[Start of section]

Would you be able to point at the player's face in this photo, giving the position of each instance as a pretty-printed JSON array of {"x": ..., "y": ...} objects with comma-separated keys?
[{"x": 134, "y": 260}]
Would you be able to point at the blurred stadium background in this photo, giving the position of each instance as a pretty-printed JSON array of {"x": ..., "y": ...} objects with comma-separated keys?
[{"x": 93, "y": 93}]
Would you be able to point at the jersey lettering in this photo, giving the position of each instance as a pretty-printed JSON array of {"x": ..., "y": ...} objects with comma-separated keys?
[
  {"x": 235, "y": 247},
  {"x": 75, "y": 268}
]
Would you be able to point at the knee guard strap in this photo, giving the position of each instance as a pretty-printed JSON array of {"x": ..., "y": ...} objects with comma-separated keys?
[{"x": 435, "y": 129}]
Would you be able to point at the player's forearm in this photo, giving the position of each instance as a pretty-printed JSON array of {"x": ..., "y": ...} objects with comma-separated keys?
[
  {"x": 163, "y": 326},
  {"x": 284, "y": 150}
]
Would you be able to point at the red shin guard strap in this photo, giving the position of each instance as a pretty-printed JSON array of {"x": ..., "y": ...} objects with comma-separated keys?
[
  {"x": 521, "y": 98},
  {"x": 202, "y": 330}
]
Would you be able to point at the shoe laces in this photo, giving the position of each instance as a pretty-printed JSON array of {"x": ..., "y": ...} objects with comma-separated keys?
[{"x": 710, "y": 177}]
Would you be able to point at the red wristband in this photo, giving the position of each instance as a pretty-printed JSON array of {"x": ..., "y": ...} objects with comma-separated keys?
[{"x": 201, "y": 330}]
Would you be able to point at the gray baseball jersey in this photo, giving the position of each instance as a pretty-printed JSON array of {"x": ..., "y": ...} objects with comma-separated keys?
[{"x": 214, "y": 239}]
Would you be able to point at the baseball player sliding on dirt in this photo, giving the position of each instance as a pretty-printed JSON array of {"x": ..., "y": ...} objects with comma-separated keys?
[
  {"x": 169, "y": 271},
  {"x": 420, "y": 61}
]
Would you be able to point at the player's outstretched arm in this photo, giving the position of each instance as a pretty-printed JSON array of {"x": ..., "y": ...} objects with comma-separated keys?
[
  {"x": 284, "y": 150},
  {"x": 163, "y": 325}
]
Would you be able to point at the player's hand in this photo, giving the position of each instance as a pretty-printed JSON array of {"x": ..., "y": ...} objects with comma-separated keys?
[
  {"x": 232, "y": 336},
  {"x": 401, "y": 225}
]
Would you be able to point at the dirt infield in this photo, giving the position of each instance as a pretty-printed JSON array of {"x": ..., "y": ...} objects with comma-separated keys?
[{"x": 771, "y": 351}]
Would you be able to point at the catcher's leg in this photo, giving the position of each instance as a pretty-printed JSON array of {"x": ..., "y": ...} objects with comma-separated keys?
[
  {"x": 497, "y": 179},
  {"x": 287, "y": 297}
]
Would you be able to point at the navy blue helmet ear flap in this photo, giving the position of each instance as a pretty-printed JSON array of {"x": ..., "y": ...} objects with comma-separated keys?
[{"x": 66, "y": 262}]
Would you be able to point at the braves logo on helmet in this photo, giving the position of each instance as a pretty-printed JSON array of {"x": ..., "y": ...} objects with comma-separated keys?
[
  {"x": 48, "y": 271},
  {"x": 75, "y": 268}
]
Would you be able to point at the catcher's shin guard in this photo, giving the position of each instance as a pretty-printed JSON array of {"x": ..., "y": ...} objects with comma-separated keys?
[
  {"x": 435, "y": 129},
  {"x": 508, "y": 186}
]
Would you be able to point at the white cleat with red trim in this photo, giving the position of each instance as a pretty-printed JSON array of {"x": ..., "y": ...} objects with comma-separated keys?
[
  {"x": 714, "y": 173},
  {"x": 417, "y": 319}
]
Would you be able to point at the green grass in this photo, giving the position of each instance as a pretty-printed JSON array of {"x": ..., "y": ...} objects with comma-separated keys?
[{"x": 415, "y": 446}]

[End of section]

● What to do:
This exercise calls for an exact reproduction of the material.

● Response:
Would you be able to point at the player's face in this photo, giving the position of each instance as a pretty-printed JSON array of {"x": ..., "y": ...} objects with comma-separated keys?
[{"x": 134, "y": 260}]
Would you be able to point at the blurred stadium background in this photo, giving the position of each instance as a pretty-printed JSON array of {"x": ..., "y": ...} objects with comma-separated keys?
[{"x": 93, "y": 93}]
Would you be able to point at the jersey lettering in this photo, giving the position of each instance as a pretty-printed JSON array of {"x": ..., "y": ...} objects with comma-separated keys?
[
  {"x": 235, "y": 247},
  {"x": 75, "y": 268}
]
Would you be able to point at the knee guard strap in this photo, giving the position of each instance as a pretty-printed JSON array of {"x": ..., "y": ...} objects with comma-separated keys?
[{"x": 435, "y": 129}]
Would you be able to point at the player's forearm in this photo, giving the position of each instance as a pretty-printed JSON array of {"x": ..., "y": ...} objects with comma-separated keys?
[
  {"x": 163, "y": 326},
  {"x": 284, "y": 150}
]
Would you be able to point at the red shin guard strap in this photo, giving the position of each instance as a pretty-printed JSON array of {"x": ..., "y": ...} objects with comma-separated keys?
[
  {"x": 521, "y": 98},
  {"x": 202, "y": 330}
]
Would you be able to point at the shoe laces in this photo, giving the position of each instance as a pretty-printed JSON array of {"x": ..., "y": ...} objects with comma-separated keys?
[{"x": 710, "y": 177}]
Would you be able to point at the red wristband in this photo, giving the position of each instance as a pretty-printed JSON array of {"x": ..., "y": ...} objects with comma-separated keys?
[{"x": 201, "y": 330}]
Would you be able to point at the gray baseball jersey in this photo, giving the position of each instance as a pretty-printed JSON array of {"x": ..., "y": ...} objects with comma-separated keys?
[{"x": 214, "y": 239}]
Would you be able to point at the baseball player sliding on dirt in this photo, giving the position of each instance as a pretty-printed JSON array of {"x": ..., "y": ...} objects with comma-separated keys?
[
  {"x": 169, "y": 271},
  {"x": 420, "y": 61}
]
Would you be able to point at the player's outstretched arm in this photo, giving the position of each instance as a pretty-printed JSON array of {"x": ..., "y": ...} objects with comma-separated keys?
[
  {"x": 284, "y": 150},
  {"x": 163, "y": 325}
]
Would you be able to point at the player's hand in this photo, giving the position of each instance as a pretty-printed JSON array of {"x": ..., "y": ...} objects with comma-separated keys?
[
  {"x": 232, "y": 336},
  {"x": 401, "y": 225}
]
Would you be able to point at the dirt infield in this photo, giving the position of each instance as a pretty-printed JSON array of {"x": ..., "y": ...} objects with comma-separated keys?
[{"x": 771, "y": 351}]
Would you be able to point at the catcher's leg in this photo, giving the position of each instance as a pretty-printed JSON array of {"x": ..., "y": ...} objects with comma-separated keys?
[
  {"x": 497, "y": 179},
  {"x": 287, "y": 297}
]
Would you be able to point at the navy blue helmet ear flap in this photo, giving the position of each instance as a pretty-printed JSON array of {"x": ..., "y": ...} objects with comma-separated keys?
[{"x": 66, "y": 262}]
Would you be able to point at the braves logo on helmet in this photo, giving the position of each instance as a pretty-printed JSON array of {"x": ..., "y": ...} objects with comma-separated keys?
[
  {"x": 48, "y": 271},
  {"x": 75, "y": 268}
]
Would you be able to point at the catcher's shin guard in this photo, giving the position of each instance as a pretty-printed JSON array of {"x": ..., "y": ...} objects with comma-separated keys?
[
  {"x": 435, "y": 129},
  {"x": 508, "y": 186}
]
Would you be able to point at the white cleat with red trim in this photo, giving the position of each instance as a pretty-printed JSON array of {"x": ..., "y": ...} objects with comma-separated keys?
[
  {"x": 714, "y": 173},
  {"x": 417, "y": 319}
]
Would you be able to point at the green grass in this photo, giving the position of each instance as a pretty-printed JSON array of {"x": ..., "y": ...} objects with comma-separated keys?
[{"x": 415, "y": 446}]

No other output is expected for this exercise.